MATERIAL PROVIDED -
++++++
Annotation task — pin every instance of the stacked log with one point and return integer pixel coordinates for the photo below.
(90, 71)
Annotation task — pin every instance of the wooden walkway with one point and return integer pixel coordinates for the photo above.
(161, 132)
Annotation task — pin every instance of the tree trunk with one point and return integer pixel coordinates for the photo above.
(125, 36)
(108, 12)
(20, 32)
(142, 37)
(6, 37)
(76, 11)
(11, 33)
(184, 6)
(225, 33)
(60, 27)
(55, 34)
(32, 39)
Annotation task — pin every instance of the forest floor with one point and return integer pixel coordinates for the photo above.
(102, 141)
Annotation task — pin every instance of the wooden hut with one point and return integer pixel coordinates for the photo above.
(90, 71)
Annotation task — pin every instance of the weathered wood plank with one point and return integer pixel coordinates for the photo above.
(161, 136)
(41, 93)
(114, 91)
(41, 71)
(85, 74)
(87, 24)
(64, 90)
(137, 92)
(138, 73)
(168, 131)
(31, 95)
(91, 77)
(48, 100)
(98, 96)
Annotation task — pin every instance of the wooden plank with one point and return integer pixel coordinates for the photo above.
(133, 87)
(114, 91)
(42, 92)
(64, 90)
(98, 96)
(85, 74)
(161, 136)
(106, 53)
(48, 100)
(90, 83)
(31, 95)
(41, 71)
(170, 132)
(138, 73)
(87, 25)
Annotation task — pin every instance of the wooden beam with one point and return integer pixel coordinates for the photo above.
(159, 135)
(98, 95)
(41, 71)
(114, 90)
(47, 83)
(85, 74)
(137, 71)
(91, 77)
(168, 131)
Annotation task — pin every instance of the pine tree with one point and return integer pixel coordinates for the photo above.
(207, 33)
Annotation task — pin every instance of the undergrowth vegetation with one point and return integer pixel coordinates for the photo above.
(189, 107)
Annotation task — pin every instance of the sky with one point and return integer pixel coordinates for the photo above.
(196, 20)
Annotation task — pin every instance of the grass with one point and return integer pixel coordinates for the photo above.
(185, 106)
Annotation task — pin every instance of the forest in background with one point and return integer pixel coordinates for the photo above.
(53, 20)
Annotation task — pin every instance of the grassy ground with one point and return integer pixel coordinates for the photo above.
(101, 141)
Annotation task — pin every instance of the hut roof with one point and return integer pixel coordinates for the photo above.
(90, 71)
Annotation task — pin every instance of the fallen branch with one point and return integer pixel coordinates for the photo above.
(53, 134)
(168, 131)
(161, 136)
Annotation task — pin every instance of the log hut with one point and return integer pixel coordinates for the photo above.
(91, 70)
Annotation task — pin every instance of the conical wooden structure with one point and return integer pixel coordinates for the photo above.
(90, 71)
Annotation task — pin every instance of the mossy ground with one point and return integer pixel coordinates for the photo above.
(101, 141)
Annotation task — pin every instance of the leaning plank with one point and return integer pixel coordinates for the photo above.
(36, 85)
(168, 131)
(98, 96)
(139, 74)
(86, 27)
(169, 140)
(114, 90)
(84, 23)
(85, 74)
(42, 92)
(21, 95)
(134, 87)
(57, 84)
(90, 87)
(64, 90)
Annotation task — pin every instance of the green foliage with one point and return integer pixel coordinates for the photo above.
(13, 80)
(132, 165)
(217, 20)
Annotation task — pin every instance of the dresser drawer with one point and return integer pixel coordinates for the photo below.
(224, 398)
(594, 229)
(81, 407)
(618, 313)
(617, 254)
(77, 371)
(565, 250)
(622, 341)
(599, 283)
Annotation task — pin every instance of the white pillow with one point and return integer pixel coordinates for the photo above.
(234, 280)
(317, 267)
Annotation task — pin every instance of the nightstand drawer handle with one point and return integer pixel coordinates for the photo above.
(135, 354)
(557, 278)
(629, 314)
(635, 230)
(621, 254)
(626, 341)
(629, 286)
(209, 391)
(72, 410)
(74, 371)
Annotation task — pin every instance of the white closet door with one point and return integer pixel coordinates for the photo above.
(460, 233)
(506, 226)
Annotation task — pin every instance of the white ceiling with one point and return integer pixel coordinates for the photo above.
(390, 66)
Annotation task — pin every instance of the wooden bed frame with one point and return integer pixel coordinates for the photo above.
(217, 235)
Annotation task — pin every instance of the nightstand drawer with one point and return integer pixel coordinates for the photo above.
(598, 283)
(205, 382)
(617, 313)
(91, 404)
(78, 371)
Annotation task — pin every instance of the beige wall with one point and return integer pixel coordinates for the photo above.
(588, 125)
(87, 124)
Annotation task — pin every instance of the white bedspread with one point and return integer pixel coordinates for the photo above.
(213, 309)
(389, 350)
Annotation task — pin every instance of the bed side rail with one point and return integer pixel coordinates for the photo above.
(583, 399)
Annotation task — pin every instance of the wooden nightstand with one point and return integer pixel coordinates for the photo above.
++++++
CHALLENGE - Copy out the rows word for word, starting at the line holding "Annotation task — pin every instance of the beige" and running through the last row, with both ends included.

ANSWER FOR THE TASK -
Annotation task — pin every instance of the beige wall with one point and return integer pixel coordinates for the photo above.
(588, 125)
(87, 124)
Annotation task — pin every instance of the white bedspread with one point and return integer pixel coordinates for the photo above.
(213, 309)
(389, 350)
Annotation task — pin every instance of the bed side rail with one point and return integer pixel coordinates for the photo above.
(583, 399)
Annotation task — pin every instance of the wooden nightstand with one point and return integer pixel coordinates for the photo above.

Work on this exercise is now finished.